### 依頼事項
**1.** 提示文では、一家は試合開始のどれくらい前に会場入りしていますか。
**2.** 提示文のうち、「イガリ家の楽しみ、89ersの全力応援。」という語句を含む箇所から「高ぶる気持ちを声に乗せて選手に届けます。」で終わる箇所までを、一字一句変えずに引用してください。
**3.** 提示文の「先日息子とバスケをしている時の話です」で始まる段落を、主な事実を残したまま短い箇条書きにまとめ直してください。

### 提示文

先日息子とバスケをしている時の話です。
どのスポーツもそうだと思いますが、試合って緊張しますよね。
普段の練習のようにはいかなくて当たり前。
練習は試合のように、試合は練習のように、だなんて言います。
おばんです、試合は8割減イガリです。
よしフリースロー練習だ!と。
さぁ残り時間はありません!イガリ選手!
決めれば勝ち!外せば負け!果たしてどうなる!?
89ersのホームゲームでは、フリースローチャレンジという企画があって、
会場にいる子供が一人選ばれて、
試合の合間に大観衆の前でシュートを打つんです。
いつも「ど緊張するだろなぁ」と眺めつつ拍手しているんですが、
あれだ!あのくらいの緊張感を意識しろ!と息子に喝を入れたりして。

日曜ゲームに行ってまいりました。
イガリ家の楽しみ、89ersの全力応援。
なんだかもう何度も言って申し訳ございません。
ぜひぜひ会場に来てあの盛り上がりを体感して頂きたいんですもの。
会場入りは安定の試合開始2時間前。
席に着き、まだ埋まる前の会場を見渡して、
今日はここからか….うむ。
ワタクシは水。
息子はアイスココア。
妻はレモンサワー。(え?)
ウォーミングアップする選手たちを間近に見つつ、
高ぶる気持ちを声に乗せて選手に届けます。
カルバー!!セルジオー!!ブーバ!!ネイサン!!
仙台を選んでくれた外国籍選手は我が家の推し。
妻は知り合いのブースターさんと写真を撮りに消え(すごいコミュ力)、
父子でお手製の応援ボードと選手タオルを掲げてワイワイ。
気づいたら手を振ってくれるんですよ。
息子は(僕も)(妻も)それが嬉しくて、選手が大好きなんです。
試合開始15分前、妻が帰ってきました。
これで安心して行けます。
ちょっとトイレ行ってくる。
※過去ブログ参照
試合前に会場のボルテージが上がりだす高揚感。
それを感じながらスタスタと会場内の通路を戻ります。
我が家の席は通路の下、階段を少し降りた2階席。
おや?

お父ちゃんの席に知らないお父ちゃんが
だ、誰だ!?
あれさっきそこに座ってたよね、ワタシ。
息子の肩にタオル掛けた記憶はあるから彼は息子だ。
そ、その席はワタシの席のはずだ。
これは一家の一大事だ。守るべきものがある。
いま守らねばいつ守る?
(すいません続けますね)
あ!席を離れた!何者だったんだ!
危うく飛び込むところだった、紙一重だ。
あと一歩遅かったら大事件だった。
「何事だったんです?」
妻と息子に聞きます。
息子は何だか表情が固い。
こ、これは何か毒を……
妻:フリースロー選ばれた笑
父:オーマイガッ
え、本当に?
だって家で話してたよ?こんなことある?
息子の表情にも合点がいく。

### 提供情報
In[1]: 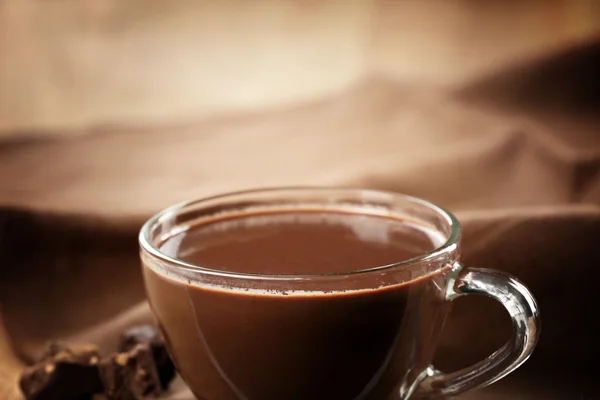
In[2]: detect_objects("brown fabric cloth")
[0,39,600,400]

...

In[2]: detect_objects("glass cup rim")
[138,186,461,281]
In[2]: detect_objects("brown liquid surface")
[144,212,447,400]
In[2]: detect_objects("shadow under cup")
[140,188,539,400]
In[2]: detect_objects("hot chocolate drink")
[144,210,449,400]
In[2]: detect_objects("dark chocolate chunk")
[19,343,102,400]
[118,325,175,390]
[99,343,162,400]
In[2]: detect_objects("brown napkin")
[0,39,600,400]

### 作業別の回答
**1.** 試合開始の2時間前です。

**2.**
イガリ家の楽しみ、89ersの全力応援。
なんだかもう何度も言って申し訳ございません。
ぜひぜひ会場に来てあの盛り上がりを体感して頂きたいんですもの。
会場入りは安定の試合開始2時間前。
席に着き、まだ埋まる前の会場を見渡して、
今日はここからか….うむ。
ワタクシは水。
息子はアイスココア。
妻はレモンサワー。(え?)
ウォーミングアップする選手たちを間近に見つつ、
高ぶる気持ちを声に乗せて選手に届けます。

**3.**
- 息子とバスケをしていた時の話である。
- 試合は緊張するもので、普段の練習どおりにいかないのは当たり前だ。そのため「練習は試合のように、試合は練習のように」と言われる。
- 筆者のイガリは、試合では実力が8割減になる。
- フリースロー練習では、残り時間がなく、決めれば勝ち、外せば負けという場面を実況風に演出した。
- 89ersのホームゲームにはフリースローチャレンジという企画がある。会場の子供が一人選ばれ、試合の合間に大観衆の前でシュートを打つ。
- 筆者は、あのくらいの緊張感を意識しろと息子に喝を入れた。